(SELECTED PASSAGE):

----

This vignette walks through visualization and creation of gate sets and schemes used to measure the dynamic responses of yeast synthetic signaling pathways by flow cytometry.
Budding yeast cultures contain a wide range of cell size and granularity due to bud growth and scarring. Size and granularity are roughly measured by the forward and side scatter area parameters, FSC-A and SSC-A. Throughout this vignette these parameters with dashes and dots will be used interchangeably–i.e. FSC-A = FSC.A–as within R code FSC-A
is read as “FSC minus A”.
Let’s read in some example data to see what an FSC.A vs SSC.A plot typically looks like.
data <- read.flowSet(path = system.file("extdata", "ss_example", package = "flowTime"),
alter.names = TRUE)
annotation <- read.csv(system.file("extdata", "ss_example.csv", package = "flowTime"))
adat <- annotateFlowSet(yourFlowSet = data, annotation_df = annotation, mergeBy = "name")
To plot flow data we will use the ggcyto
package, and to define gates we will use the flowStats
, flowClust
and openCyto
packages. To build our gate set we will use the flowWorkspace
package, which is automatically imported by openCyto
. Let’s load these and I will also comment out some lines linking you to the relevant vignettes in these packages for your reference.
# library(BiocManager) BiocManager::install('openCyto')
# BiocManager::install('ggcyto')
library("openCyto")
library("ggcyto")
#> Loading required package: ncdfFlow
#> Loading required package: RcppArmadillo
#> Loading required package: BH
#> Loading required package: flowWorkspace
#> As part of improvements to flowWorkspace, some behavior of
#> GatingSet objects has changed. For details, please read the section
#> titled "The cytoframe and cytoset classes" in the package vignette:
#>
#> vignette("flowWorkspace-Introduction", "flowWorkspace")
library("flowClust")
#>
#> Attaching package: 'flowClust'
#> The following object is masked from 'package:graphics':
#>
#> box
#> The following object is masked from 'package:base':
#>
#> Map
# vignette('flowWorkspace-Introduction', 'flowWorkspace')
# vignette('HowToAutoGating', package = 'openCyto')
Now what was that plot we wanted to make? FSC.A vs SSC.A, roughly representing the Size vs. Granularity of each cell (or event).
Notice how most of the events are clustered very close to the origin, but a few outlier events with FSC.A and/or SSC.A values 10 times that of the average are stretching out our axis. Some of the events collected may be junk in the media! Debris, clumps of cells, dead cells, flotsam, jetsam, dust, who-knows. We don’t want to include this in our analysis, we only want to measure cells.
Cytometry allows us to rationally remove this noise from our data, by only selecting the cells within a boundary called a gate. We can define gates in any parameter space and almost any area within that space. We can apply a series of gates in order to define specific cells we want to analyze.

----

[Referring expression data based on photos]
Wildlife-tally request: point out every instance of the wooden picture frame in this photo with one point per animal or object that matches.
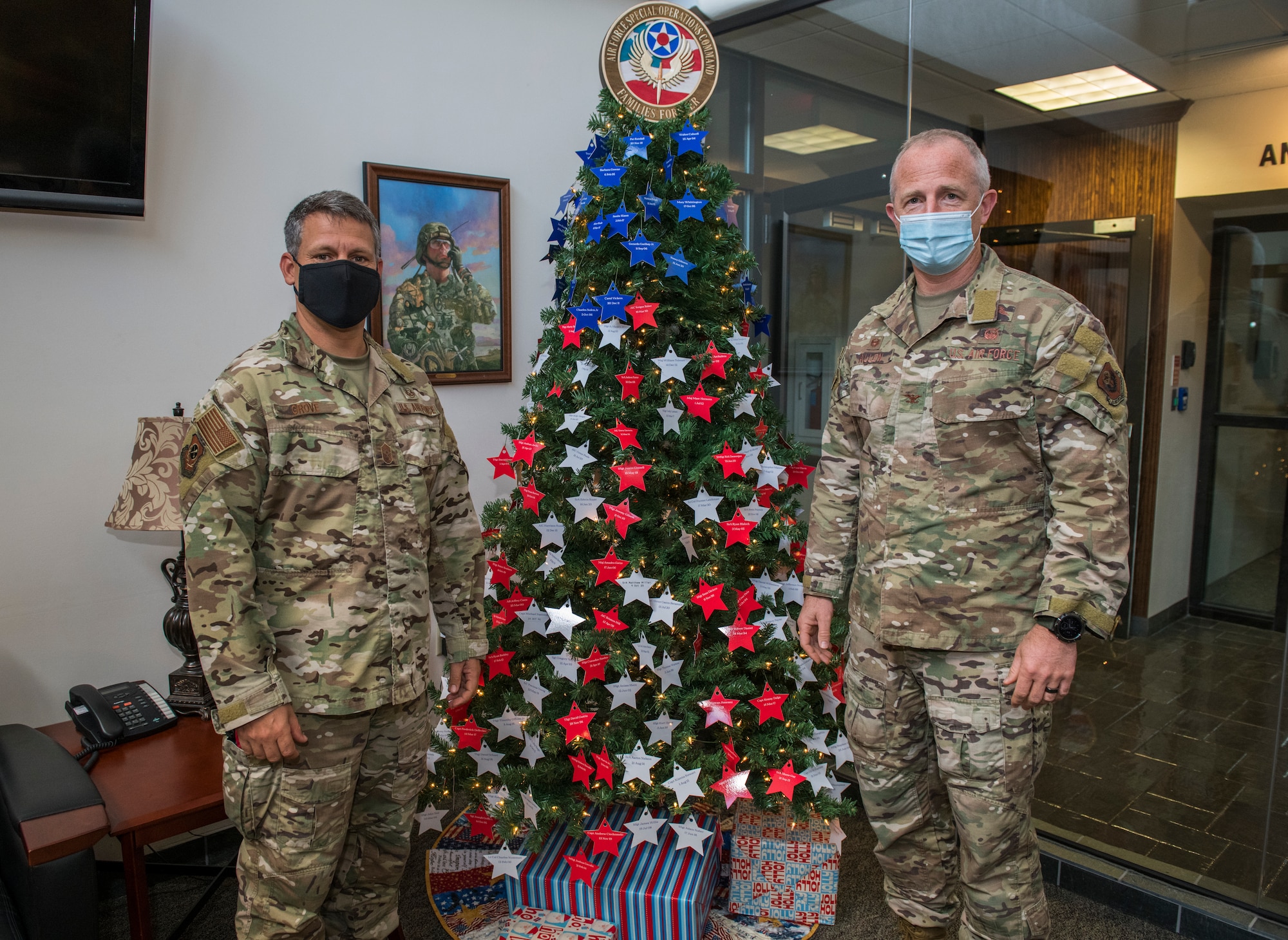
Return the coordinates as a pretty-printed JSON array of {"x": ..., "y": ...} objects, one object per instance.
[{"x": 432, "y": 315}]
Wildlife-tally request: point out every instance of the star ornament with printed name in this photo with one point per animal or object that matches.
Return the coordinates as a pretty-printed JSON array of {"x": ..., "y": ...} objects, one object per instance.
[
  {"x": 583, "y": 870},
  {"x": 573, "y": 333},
  {"x": 699, "y": 404},
  {"x": 770, "y": 704},
  {"x": 739, "y": 530},
  {"x": 502, "y": 571},
  {"x": 606, "y": 839},
  {"x": 469, "y": 735},
  {"x": 533, "y": 498},
  {"x": 578, "y": 723},
  {"x": 718, "y": 709},
  {"x": 527, "y": 449},
  {"x": 784, "y": 781},
  {"x": 481, "y": 823},
  {"x": 632, "y": 475},
  {"x": 621, "y": 516},
  {"x": 798, "y": 475},
  {"x": 641, "y": 312},
  {"x": 734, "y": 786},
  {"x": 503, "y": 465},
  {"x": 630, "y": 381},
  {"x": 717, "y": 365},
  {"x": 610, "y": 567},
  {"x": 741, "y": 634},
  {"x": 708, "y": 598},
  {"x": 582, "y": 771},
  {"x": 730, "y": 462}
]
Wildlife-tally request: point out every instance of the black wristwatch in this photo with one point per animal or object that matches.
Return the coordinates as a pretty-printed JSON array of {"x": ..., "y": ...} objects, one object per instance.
[{"x": 1068, "y": 628}]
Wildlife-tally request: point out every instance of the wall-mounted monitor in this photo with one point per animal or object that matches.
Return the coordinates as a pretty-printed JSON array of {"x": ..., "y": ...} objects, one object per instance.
[{"x": 74, "y": 100}]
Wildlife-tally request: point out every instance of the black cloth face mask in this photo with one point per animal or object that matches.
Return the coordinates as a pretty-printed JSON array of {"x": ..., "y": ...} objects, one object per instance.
[{"x": 338, "y": 293}]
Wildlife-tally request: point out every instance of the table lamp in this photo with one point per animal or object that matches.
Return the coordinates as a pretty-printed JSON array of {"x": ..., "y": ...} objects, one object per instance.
[{"x": 150, "y": 503}]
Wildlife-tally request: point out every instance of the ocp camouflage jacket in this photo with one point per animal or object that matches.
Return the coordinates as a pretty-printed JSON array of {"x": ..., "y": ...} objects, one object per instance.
[
  {"x": 321, "y": 530},
  {"x": 976, "y": 477}
]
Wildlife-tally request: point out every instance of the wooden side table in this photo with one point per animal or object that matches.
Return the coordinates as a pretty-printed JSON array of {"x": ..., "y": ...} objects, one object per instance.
[{"x": 154, "y": 789}]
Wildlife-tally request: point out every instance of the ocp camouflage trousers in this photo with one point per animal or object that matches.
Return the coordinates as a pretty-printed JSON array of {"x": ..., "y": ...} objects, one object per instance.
[
  {"x": 327, "y": 836},
  {"x": 946, "y": 768}
]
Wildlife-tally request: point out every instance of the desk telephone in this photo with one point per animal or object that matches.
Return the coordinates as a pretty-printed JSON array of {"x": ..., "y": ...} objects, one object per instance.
[{"x": 117, "y": 714}]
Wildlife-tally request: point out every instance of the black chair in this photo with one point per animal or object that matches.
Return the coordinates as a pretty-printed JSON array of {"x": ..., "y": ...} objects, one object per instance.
[{"x": 59, "y": 899}]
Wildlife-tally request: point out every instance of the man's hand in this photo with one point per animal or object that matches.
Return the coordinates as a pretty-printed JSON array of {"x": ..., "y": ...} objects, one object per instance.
[
  {"x": 274, "y": 736},
  {"x": 1043, "y": 664},
  {"x": 463, "y": 682},
  {"x": 816, "y": 628}
]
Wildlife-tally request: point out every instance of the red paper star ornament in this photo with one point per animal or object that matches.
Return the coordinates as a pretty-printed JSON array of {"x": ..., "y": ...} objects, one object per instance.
[
  {"x": 630, "y": 381},
  {"x": 717, "y": 365},
  {"x": 576, "y": 723},
  {"x": 730, "y": 462},
  {"x": 719, "y": 709},
  {"x": 502, "y": 571},
  {"x": 784, "y": 781},
  {"x": 610, "y": 567},
  {"x": 606, "y": 839},
  {"x": 502, "y": 464},
  {"x": 798, "y": 475},
  {"x": 748, "y": 602},
  {"x": 605, "y": 767},
  {"x": 481, "y": 823},
  {"x": 741, "y": 634},
  {"x": 771, "y": 705},
  {"x": 709, "y": 599},
  {"x": 526, "y": 449},
  {"x": 621, "y": 514},
  {"x": 609, "y": 620},
  {"x": 739, "y": 530},
  {"x": 632, "y": 475},
  {"x": 583, "y": 870},
  {"x": 594, "y": 666},
  {"x": 642, "y": 312},
  {"x": 582, "y": 771},
  {"x": 625, "y": 436},
  {"x": 533, "y": 498},
  {"x": 469, "y": 736},
  {"x": 699, "y": 404},
  {"x": 573, "y": 335},
  {"x": 499, "y": 664}
]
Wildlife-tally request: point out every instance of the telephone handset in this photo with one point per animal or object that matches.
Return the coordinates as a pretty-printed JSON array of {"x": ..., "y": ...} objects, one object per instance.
[{"x": 117, "y": 714}]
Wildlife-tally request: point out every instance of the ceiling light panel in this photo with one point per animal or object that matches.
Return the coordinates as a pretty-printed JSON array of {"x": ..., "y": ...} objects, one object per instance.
[
  {"x": 1079, "y": 88},
  {"x": 821, "y": 137}
]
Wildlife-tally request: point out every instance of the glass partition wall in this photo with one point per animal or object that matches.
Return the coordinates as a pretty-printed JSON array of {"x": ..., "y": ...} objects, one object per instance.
[{"x": 1168, "y": 754}]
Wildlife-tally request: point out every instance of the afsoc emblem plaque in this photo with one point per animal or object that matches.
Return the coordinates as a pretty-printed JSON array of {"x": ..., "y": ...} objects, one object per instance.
[{"x": 659, "y": 56}]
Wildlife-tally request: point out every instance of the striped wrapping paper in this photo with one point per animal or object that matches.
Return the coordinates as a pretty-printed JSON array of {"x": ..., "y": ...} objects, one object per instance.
[{"x": 650, "y": 892}]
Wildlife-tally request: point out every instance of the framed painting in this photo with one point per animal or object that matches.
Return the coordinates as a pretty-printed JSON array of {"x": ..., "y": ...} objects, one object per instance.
[{"x": 445, "y": 299}]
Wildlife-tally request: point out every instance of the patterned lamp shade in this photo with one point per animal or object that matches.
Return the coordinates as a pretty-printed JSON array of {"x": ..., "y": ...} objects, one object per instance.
[{"x": 150, "y": 496}]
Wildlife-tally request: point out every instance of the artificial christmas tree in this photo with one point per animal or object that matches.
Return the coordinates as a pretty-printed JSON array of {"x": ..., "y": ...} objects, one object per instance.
[{"x": 645, "y": 570}]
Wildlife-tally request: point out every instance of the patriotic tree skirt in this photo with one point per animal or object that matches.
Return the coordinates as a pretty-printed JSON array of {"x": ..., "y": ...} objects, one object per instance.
[{"x": 472, "y": 906}]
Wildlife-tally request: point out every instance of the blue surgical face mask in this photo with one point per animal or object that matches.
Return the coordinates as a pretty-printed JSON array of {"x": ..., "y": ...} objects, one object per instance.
[{"x": 938, "y": 243}]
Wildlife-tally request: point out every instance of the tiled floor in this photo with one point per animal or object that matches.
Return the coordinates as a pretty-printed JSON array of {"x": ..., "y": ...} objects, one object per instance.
[{"x": 1165, "y": 750}]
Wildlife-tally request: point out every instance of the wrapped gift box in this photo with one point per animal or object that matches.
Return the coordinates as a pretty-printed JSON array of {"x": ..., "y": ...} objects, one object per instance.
[
  {"x": 784, "y": 871},
  {"x": 649, "y": 892},
  {"x": 535, "y": 924}
]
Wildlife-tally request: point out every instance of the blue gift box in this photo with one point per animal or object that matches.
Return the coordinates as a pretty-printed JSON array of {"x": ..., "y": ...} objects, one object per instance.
[{"x": 649, "y": 892}]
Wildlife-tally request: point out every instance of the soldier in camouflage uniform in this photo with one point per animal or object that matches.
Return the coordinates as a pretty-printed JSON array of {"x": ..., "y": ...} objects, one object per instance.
[
  {"x": 328, "y": 514},
  {"x": 433, "y": 315},
  {"x": 973, "y": 489}
]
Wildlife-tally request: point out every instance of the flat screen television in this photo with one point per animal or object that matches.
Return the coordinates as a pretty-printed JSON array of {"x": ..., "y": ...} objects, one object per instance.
[{"x": 74, "y": 100}]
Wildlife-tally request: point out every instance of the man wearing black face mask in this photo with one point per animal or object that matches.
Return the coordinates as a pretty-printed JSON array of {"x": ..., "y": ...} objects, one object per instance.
[{"x": 328, "y": 514}]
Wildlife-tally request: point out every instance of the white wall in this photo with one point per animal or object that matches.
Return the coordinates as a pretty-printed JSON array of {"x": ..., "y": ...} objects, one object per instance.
[{"x": 253, "y": 106}]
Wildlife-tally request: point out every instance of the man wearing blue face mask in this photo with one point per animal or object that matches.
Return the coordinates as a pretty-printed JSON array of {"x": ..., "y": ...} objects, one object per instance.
[{"x": 972, "y": 509}]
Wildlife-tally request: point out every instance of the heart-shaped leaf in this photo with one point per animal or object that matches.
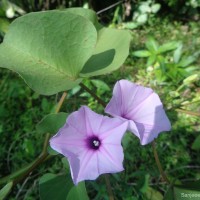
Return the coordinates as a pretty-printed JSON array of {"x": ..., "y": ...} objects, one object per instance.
[{"x": 48, "y": 49}]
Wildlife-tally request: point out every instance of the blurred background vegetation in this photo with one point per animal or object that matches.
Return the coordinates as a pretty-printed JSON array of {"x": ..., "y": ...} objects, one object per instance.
[{"x": 164, "y": 55}]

----

(EXERCISE TASKS):
1. For each statement, answer yes or no depending on whether it agrees with the flow cytometry vignette, and quote the words that decide it. (a) The flowWorkspace package is imported automatically by openCyto. (b) The ggcyto package is used to define gates. (c) Gates can be defined only in the FSC.A vs SSC.A space.
2. Name every kind of junk that the flow cytometry vignette says may be in the media.

(OUTPUTS IN ORDER):
1.
(a) Yes: "which is automatically imported by openCyto"
(b) No: "To plot flow data we will use the ggcyto"
(c) No: "We can define gates in any parameter space and almost any area within that space."

2. Debris, clumps of cells, dead cells, flotsam, jetsam, dust